- INPUT FOR THIS TASK
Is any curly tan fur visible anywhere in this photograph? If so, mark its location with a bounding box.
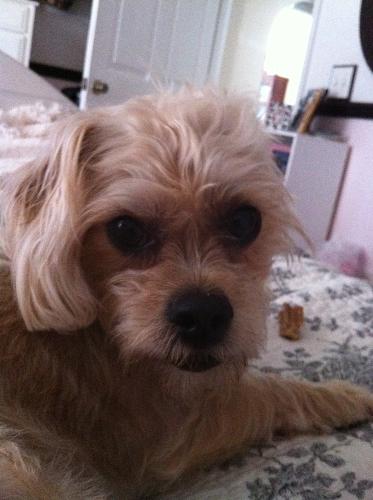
[0,89,373,499]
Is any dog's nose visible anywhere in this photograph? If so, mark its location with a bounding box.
[166,290,233,349]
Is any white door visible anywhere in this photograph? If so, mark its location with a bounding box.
[81,0,231,109]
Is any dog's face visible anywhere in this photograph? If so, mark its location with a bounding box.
[4,90,297,378]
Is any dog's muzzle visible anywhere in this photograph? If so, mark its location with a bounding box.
[166,289,233,371]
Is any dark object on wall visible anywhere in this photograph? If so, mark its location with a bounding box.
[30,61,83,83]
[290,89,327,134]
[316,99,373,120]
[39,0,74,10]
[360,0,373,71]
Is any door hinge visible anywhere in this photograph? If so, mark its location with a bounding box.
[81,78,88,90]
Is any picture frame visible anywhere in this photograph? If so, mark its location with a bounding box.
[328,64,357,101]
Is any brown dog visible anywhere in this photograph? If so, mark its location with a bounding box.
[0,90,373,499]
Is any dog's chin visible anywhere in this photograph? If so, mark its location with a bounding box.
[174,354,221,373]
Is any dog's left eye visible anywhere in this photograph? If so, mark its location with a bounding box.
[106,215,154,254]
[226,205,262,247]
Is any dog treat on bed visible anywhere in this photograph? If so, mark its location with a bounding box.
[278,303,304,340]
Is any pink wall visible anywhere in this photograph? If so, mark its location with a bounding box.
[318,118,373,279]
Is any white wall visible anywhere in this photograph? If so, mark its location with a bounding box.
[221,0,294,93]
[305,0,373,102]
[31,0,91,71]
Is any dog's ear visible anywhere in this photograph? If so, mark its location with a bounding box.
[2,113,101,331]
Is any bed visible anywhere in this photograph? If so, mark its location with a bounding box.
[0,54,373,500]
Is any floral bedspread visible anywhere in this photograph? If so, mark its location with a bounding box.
[164,258,373,500]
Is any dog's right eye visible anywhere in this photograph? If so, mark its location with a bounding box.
[106,215,155,254]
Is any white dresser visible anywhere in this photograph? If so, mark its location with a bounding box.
[0,0,38,66]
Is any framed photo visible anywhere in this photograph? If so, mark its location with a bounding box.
[328,64,357,101]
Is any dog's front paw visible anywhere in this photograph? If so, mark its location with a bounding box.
[315,381,373,428]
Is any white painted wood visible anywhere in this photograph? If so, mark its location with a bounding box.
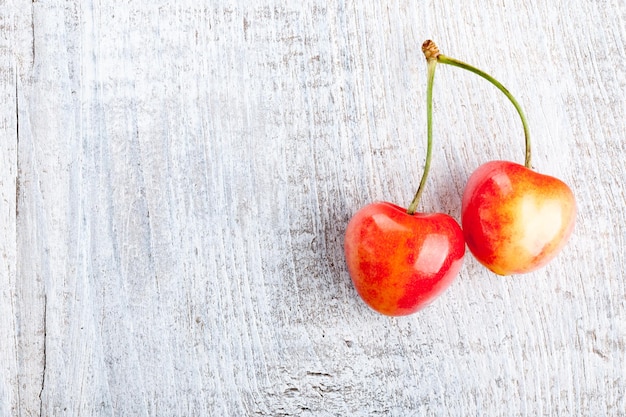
[0,0,626,416]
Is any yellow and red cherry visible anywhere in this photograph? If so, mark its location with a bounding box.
[461,161,576,275]
[425,41,576,275]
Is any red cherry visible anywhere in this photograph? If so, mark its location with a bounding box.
[345,202,465,316]
[461,161,576,275]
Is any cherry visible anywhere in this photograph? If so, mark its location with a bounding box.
[424,41,576,275]
[345,202,465,316]
[344,43,465,316]
[461,161,576,275]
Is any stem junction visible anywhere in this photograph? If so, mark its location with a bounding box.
[407,40,532,215]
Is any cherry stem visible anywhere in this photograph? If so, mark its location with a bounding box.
[406,56,437,215]
[434,54,532,169]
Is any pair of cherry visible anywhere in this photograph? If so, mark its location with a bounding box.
[344,41,576,316]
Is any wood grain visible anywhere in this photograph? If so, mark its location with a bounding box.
[0,0,626,417]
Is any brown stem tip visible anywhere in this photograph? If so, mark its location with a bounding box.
[422,39,440,61]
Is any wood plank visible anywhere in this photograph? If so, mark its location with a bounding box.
[0,0,626,416]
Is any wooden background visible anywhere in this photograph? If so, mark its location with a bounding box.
[0,0,626,417]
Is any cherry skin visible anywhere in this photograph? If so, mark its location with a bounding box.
[461,161,576,275]
[344,202,465,316]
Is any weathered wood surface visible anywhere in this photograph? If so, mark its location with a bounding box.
[0,0,626,417]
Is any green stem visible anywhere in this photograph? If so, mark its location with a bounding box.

- WHAT THE TASK ASKS
Add 137 to every number in the bounding box coordinates, and write out again only the lines from the one containing "Is any brown stem" down to the last line, with the requests included.

- EXERCISE RESPONSE
Is any brown stem tip visible anywhere in this photograph? If so, mark its location with a bounding box.
[559,176,577,198]
Is any wood plank visible anywhere in this photograph? If so, mark its location with a bounding box.
[137,137,763,553]
Is any wooden background visible anywhere in this photograph? If so, mark its location with a bounding box.
[137,137,763,554]
Is any cherry skin visible anywhere in this photograph? If so, mark its location with a bounding box.
[598,298,713,412]
[481,339,602,453]
Is any weathered wood surface visible anywhere in this photograph? If so, mark its location with a bounding box.
[137,137,763,554]
Is any green stem visible anywhere in this photograph? If so, mark its location with a bounding box.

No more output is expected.